==== Excerpted records ====
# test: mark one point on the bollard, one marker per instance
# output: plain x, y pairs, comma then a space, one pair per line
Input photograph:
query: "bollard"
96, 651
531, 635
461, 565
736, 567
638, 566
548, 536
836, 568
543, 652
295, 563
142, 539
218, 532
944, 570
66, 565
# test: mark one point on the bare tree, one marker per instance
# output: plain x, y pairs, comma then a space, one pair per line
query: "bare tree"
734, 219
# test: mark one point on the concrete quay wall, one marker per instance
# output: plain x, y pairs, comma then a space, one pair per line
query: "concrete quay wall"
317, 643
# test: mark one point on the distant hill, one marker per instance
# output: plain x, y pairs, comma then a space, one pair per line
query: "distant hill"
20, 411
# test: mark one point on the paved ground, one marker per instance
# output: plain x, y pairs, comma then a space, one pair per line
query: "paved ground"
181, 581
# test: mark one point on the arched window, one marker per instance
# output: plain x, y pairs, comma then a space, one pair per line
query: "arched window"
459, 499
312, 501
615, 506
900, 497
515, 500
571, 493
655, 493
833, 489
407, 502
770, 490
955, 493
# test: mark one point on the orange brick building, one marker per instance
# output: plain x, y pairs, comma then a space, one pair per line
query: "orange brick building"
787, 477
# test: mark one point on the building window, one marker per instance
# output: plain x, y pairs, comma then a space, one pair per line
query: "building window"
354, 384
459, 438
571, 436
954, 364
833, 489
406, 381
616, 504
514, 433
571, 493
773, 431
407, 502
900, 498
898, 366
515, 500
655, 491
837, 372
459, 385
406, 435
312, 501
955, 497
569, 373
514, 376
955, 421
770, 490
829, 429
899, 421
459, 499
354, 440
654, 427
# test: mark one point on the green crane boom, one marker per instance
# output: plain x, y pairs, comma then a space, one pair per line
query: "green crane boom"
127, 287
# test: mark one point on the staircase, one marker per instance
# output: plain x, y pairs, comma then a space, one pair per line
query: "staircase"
====
# Instructions to follow
Swap "one marker per instance" for "a single marker for each instance" everywhere in the items above, and leave every other character unchanged.

# Exercise result
# test: mark one point on the bollard, a single marker for each instance
# output: plain x, y pairs, comma then a space, one pair per line
Input photograph:
query: "bollard"
96, 651
531, 635
461, 565
736, 567
638, 566
548, 536
836, 568
543, 652
295, 563
142, 539
218, 532
944, 570
66, 565
# test: mark one point on the bare tree, a single marker for each instance
# output: plain x, y pairs, comma then a space, one pair per line
query: "bare tree"
734, 219
# test: mark one point on the concrete quay wall, a single marker for each instance
# output: plain x, y pairs, comma then a space, one pair per line
query: "concrete quay wall"
317, 643
# test: mark one point on the distant hill, a single marker for each instance
# output: plain x, y pairs, comma then a space, one pair per line
query: "distant hill"
20, 411
# test: mark one point on the paved ground, a single marker for each instance
# output: plain x, y pairs, comma then a space, one pair per line
query: "paved ground"
181, 581
# test: mark one point on the arched window, a single marker for each instance
# output: plain x, y pairs, comma then a space, one pair per line
query: "arched window"
459, 499
312, 501
615, 506
900, 497
515, 500
571, 493
655, 493
833, 489
407, 502
770, 490
955, 493
# test: mark one point on the orange brick building, a single marker for each instance
# output: plain x, y pairs, comma then a space, one pair per line
query: "orange brick building"
787, 477
# test: mark one point on the building window, a single marker for each instance
# output: plain x, y pairs, comma then a space, one pair per line
query: "building window"
354, 384
459, 438
571, 436
954, 364
833, 489
406, 381
616, 504
514, 433
571, 493
773, 431
407, 502
900, 498
898, 366
515, 500
655, 491
837, 372
459, 385
406, 435
312, 501
955, 497
569, 373
514, 376
955, 421
770, 490
829, 429
899, 421
459, 499
354, 440
654, 427
# test: mark one point on the green crane boom, a single marker for each instance
# output: plain x, y pairs, comma then a space, one pair per line
query: "green crane boom"
127, 287
# test: mark one point on the staircase, a single marker for each instance
# output: plain x, y pairs, comma then a space, one pair per line
query: "staircase"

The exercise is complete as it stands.